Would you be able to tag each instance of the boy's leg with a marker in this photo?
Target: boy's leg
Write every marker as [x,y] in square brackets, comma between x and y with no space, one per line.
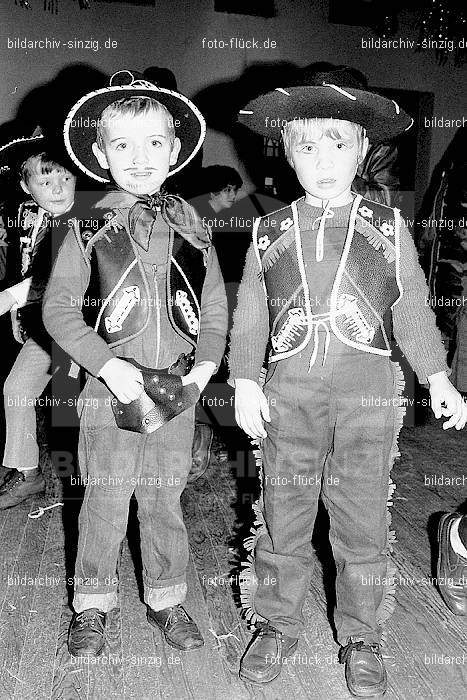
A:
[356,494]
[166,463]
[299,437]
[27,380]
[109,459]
○ ○ ○ ○ ○
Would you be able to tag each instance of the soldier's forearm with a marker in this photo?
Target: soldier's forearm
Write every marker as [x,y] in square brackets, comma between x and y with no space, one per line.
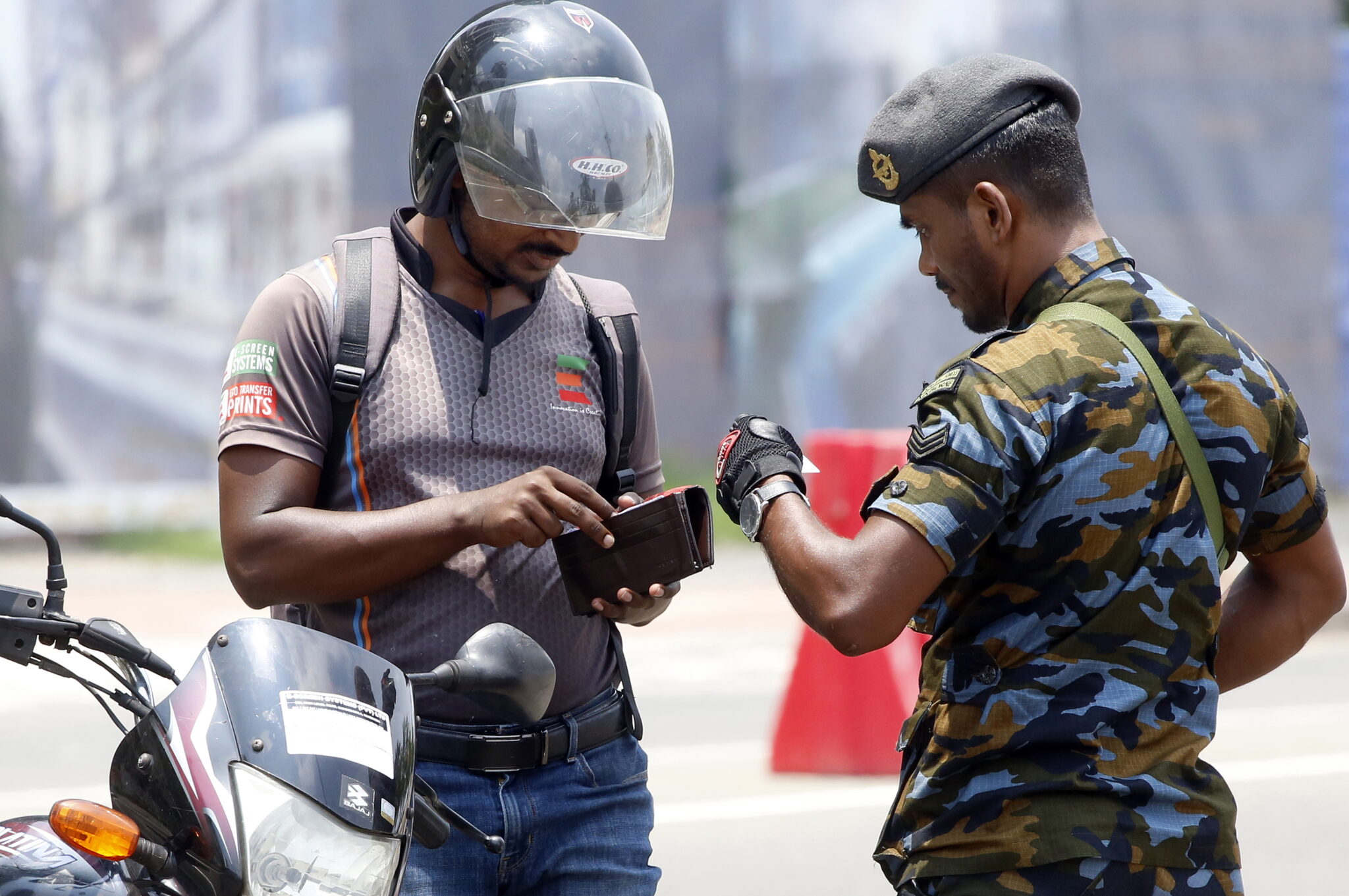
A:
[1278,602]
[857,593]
○ ○ ○ ○ ○
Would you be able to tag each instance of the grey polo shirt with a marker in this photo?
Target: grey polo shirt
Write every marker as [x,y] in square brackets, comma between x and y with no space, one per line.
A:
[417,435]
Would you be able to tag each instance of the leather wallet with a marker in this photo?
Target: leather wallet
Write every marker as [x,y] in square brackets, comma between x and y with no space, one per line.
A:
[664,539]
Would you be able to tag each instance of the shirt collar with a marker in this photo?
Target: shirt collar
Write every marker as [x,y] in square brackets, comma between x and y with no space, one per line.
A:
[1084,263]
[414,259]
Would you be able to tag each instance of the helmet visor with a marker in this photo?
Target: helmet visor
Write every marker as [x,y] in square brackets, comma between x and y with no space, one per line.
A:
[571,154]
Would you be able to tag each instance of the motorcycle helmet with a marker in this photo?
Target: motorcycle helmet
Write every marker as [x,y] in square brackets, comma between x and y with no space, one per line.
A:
○ ○ ○ ○ ○
Pull out every line in the entries above that contains the string "wallet", matching case exactly, and list those lines.

→ **WORKED ANSWER**:
Would you be able to tag each instance of the leather wallet with a marker in this photo?
Target: leather wallet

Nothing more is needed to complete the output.